Comment: Re:Who pays for TSB investigation (Score 2) 165

by stabiesoft (#48310437) Attached to: Some Virgin Galactic Customers Demand Money Back
Only someone making 1M++ is going to pop for a 250K fun ride. I certainly agree that 100-750k/yr pays alot of tax, I don't consider that group rich however. They are upper middle class and I agree bear the brunt of taxes. Its the .1or even .01% that branson is attracting, and they should be bearing the cost here. But these people have very good accountants who know how to avoid tax and have very good connections to get the most out of the system. Nope, I stand by my original argument, the US taxpayer is getting the shaft on this one and once again the tax system is shifting wealth to the super rich. As a friend of mine likes to say, soon mexico will be as corrupt as the US.

Comment: Who pays for TSB investigation (Score 1, Insightful) 165

by stabiesoft (#48309709) Attached to: Some Virgin Galactic Customers Demand Money Back
While I am all for commercial space programs, I am a bit confused why NTSB is involved at this point. This was a test flight for what will never really be commercial travel for the masses. It seems to me, VG is getting alot of free help from me the taxpayer to figure out what went wrong. I will never have a 1/4 of mil for a fun 5 minute ride, so why am I paying to help it along. Or is this another case of the middle class screw? We pay for rich people's hobbies again.

Comment: Re:People (Score 2) 481

by stabiesoft (#48068367) Attached to: Is an Octopus Too Smart For Us To Eat?
You are restricting your viewpoint to limited countries. Certain asian countries still eat dogs and even transport it like we would livestock. If I remember right Thailand exports live dogs to Vietnam for consumption. In the US, most smart animal shelters carefully review who is adopting to make sure the adopter is not using the shelter as a meat supplier. I happen to be a dog lover and find it offensive, but I understand it is cultural. Much like I find Japan's slaughtering of dolphin to be cruel, but I don't care if people kill sharks. What we eat is based on local cultural norms. Think about how India feels about us eating cows for example.

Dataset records
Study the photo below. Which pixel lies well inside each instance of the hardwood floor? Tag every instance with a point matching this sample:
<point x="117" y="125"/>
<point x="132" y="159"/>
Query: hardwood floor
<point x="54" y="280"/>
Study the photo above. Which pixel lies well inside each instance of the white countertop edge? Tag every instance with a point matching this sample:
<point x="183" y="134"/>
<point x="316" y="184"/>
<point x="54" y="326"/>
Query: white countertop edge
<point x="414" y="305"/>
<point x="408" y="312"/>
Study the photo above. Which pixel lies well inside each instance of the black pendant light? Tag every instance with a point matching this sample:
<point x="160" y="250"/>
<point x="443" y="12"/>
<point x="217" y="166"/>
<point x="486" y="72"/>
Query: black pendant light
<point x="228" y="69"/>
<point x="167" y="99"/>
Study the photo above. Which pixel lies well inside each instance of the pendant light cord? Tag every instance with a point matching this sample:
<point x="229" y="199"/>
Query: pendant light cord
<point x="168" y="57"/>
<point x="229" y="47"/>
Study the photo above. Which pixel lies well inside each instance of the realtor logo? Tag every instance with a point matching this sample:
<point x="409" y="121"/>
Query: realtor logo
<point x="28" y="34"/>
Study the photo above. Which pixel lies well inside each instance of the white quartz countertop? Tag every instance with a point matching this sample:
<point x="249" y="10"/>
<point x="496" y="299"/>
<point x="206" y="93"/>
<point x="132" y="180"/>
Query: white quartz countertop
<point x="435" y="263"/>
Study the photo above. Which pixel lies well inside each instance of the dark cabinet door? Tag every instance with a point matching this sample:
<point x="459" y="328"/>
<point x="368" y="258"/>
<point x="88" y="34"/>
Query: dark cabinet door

• SET OF TASKS:
1. In the forum comments, which agency does the commenter say they are confused to see involved in the test flight?
2. Copy the forum comments word for word, everything from "by stabiesoft (#48068367)" down to "cows for example.".

• COMPLETE ANSWERS:
1. The NTSB.

2.
by stabiesoft (#48068367) Attached to: Is an Octopus Too Smart For Us To Eat?
You are restricting your viewpoint to limited countries. Certain asian countries still eat dogs and even transport it like we would livestock. If I remember right Thailand exports live dogs to Vietnam for consumption. In the US, most smart animal shelters carefully review who is adopting to make sure the adopter is not using the shelter as a meat supplier. I happen to be a dog lover and find it offensive, but I understand it is cultural. Much like I find Japan's slaughtering of dolphin to be cruel, but I don't care if people kill sharks. What we eat is based on local cultural norms. Think about how India feels about us eating cows for example.